_Exercise description_
Tally how many lines in the data hold the word "gray", and give the result with no other text.

━━ Supplied records

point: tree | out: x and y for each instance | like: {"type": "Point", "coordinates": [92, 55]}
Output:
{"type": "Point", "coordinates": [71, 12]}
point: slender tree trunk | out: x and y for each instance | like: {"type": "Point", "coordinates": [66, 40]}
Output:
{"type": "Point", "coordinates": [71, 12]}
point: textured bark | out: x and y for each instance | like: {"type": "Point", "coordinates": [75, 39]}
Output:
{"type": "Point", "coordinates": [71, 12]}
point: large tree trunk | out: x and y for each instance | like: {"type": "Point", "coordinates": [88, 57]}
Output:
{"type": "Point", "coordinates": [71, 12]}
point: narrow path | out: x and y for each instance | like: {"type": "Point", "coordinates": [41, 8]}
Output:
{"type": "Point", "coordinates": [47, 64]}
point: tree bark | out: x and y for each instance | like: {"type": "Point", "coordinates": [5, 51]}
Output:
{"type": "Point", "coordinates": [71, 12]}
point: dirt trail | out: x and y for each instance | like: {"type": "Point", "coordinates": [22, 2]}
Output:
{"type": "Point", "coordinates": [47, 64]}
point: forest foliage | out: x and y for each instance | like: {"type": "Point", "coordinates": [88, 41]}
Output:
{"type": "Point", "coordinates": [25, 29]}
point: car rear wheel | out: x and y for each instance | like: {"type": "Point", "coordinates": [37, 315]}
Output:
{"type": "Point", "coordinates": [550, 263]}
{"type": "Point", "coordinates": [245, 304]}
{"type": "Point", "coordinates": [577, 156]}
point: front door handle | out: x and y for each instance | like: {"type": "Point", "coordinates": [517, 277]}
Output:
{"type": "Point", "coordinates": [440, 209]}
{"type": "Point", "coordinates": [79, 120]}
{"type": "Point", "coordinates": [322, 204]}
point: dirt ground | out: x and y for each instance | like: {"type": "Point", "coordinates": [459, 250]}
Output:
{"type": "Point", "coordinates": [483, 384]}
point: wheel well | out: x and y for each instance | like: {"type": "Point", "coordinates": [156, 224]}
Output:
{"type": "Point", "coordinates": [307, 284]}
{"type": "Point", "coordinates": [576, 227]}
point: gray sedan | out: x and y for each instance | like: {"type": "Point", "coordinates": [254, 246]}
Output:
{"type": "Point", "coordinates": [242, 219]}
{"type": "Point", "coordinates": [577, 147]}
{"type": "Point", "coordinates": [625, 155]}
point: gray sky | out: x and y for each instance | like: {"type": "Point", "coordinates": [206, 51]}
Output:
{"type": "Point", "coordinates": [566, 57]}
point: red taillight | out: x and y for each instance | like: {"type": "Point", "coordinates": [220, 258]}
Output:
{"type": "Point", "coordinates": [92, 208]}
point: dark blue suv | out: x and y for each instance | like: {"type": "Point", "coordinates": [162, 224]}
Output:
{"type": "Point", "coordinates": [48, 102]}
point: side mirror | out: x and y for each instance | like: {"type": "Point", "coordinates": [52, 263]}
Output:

━━━━

_Answer_
2